• [Try it]:
Produce word for word the lines of the data below running from the one that has "Target: parrot's long tail" to the one that has "Target: brown seed capsule", inclusive, and no others.

Point localization data
------------------------------

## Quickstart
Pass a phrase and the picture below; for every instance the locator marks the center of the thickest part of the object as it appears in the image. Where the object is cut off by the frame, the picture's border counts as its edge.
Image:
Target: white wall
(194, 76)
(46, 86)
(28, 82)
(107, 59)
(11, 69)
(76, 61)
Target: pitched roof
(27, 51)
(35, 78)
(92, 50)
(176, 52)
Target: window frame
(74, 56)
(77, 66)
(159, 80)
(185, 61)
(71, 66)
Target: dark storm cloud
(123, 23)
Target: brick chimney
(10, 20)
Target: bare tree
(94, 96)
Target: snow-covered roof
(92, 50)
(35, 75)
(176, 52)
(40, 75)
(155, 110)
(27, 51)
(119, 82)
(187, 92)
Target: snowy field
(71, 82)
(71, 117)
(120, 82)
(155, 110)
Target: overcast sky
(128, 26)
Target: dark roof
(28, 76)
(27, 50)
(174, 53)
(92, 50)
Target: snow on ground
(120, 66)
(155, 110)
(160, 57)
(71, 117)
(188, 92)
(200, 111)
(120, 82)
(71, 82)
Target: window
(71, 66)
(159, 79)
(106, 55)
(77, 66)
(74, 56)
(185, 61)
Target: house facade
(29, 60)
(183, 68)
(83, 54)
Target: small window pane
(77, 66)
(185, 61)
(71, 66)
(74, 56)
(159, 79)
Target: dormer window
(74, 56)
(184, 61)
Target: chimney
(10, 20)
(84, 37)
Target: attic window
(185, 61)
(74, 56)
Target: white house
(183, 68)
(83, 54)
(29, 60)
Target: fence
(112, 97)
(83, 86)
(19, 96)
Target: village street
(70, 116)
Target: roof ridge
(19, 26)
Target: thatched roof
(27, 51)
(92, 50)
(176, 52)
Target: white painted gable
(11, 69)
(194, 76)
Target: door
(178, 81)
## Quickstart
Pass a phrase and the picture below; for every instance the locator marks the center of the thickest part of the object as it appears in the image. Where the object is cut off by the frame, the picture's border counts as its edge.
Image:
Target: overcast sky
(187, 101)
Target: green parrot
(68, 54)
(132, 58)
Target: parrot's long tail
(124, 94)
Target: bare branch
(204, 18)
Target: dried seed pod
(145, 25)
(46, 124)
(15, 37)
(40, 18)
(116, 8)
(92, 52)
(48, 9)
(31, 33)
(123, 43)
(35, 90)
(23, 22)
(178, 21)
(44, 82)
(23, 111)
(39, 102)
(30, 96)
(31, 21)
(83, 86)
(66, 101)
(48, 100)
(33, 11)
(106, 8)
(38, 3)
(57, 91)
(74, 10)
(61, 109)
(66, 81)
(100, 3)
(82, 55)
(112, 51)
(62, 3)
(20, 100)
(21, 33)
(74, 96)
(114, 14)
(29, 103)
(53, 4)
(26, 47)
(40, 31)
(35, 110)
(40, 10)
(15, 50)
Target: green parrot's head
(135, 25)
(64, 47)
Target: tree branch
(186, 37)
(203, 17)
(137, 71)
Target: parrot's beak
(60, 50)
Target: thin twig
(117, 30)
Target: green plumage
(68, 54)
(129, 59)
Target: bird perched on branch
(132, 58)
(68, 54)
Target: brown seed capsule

------------------------------

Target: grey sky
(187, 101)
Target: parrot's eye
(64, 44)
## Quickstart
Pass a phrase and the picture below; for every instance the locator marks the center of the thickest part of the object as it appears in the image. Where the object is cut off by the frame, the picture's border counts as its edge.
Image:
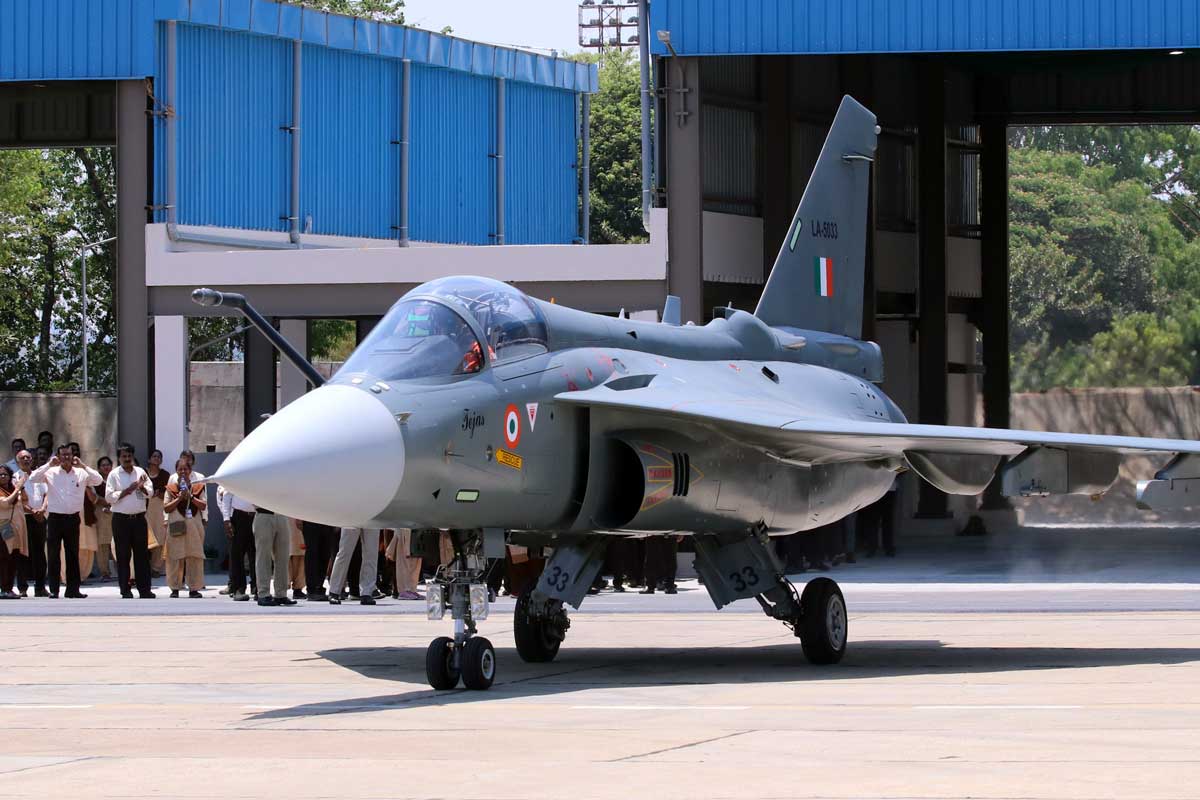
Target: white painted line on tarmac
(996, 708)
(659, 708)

------------------------------

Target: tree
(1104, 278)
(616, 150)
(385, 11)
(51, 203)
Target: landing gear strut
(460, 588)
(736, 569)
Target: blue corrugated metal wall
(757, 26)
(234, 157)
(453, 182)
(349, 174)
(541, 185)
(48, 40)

------------------------------

• [Response below]:
Target: parrot's long tail
(124, 94)
Target: bare branch
(204, 18)
Target: dried seed pod
(145, 25)
(46, 124)
(15, 37)
(40, 18)
(116, 8)
(92, 52)
(48, 9)
(31, 33)
(123, 43)
(35, 90)
(23, 22)
(178, 21)
(44, 82)
(23, 111)
(39, 102)
(30, 96)
(31, 21)
(83, 86)
(66, 101)
(48, 100)
(33, 11)
(106, 8)
(38, 3)
(57, 91)
(74, 10)
(61, 109)
(66, 81)
(100, 3)
(82, 55)
(112, 51)
(62, 3)
(20, 100)
(21, 33)
(74, 96)
(114, 14)
(29, 103)
(53, 4)
(26, 47)
(40, 31)
(35, 110)
(40, 10)
(15, 50)
Target: green parrot's head
(135, 25)
(64, 47)
Target: tree branch
(186, 37)
(203, 17)
(137, 71)
Target: parrot's beak
(60, 50)
Target: thin twig
(117, 30)
Target: green plumage
(68, 54)
(129, 59)
Target: bird perched on branch
(132, 58)
(68, 54)
Target: brown seed capsule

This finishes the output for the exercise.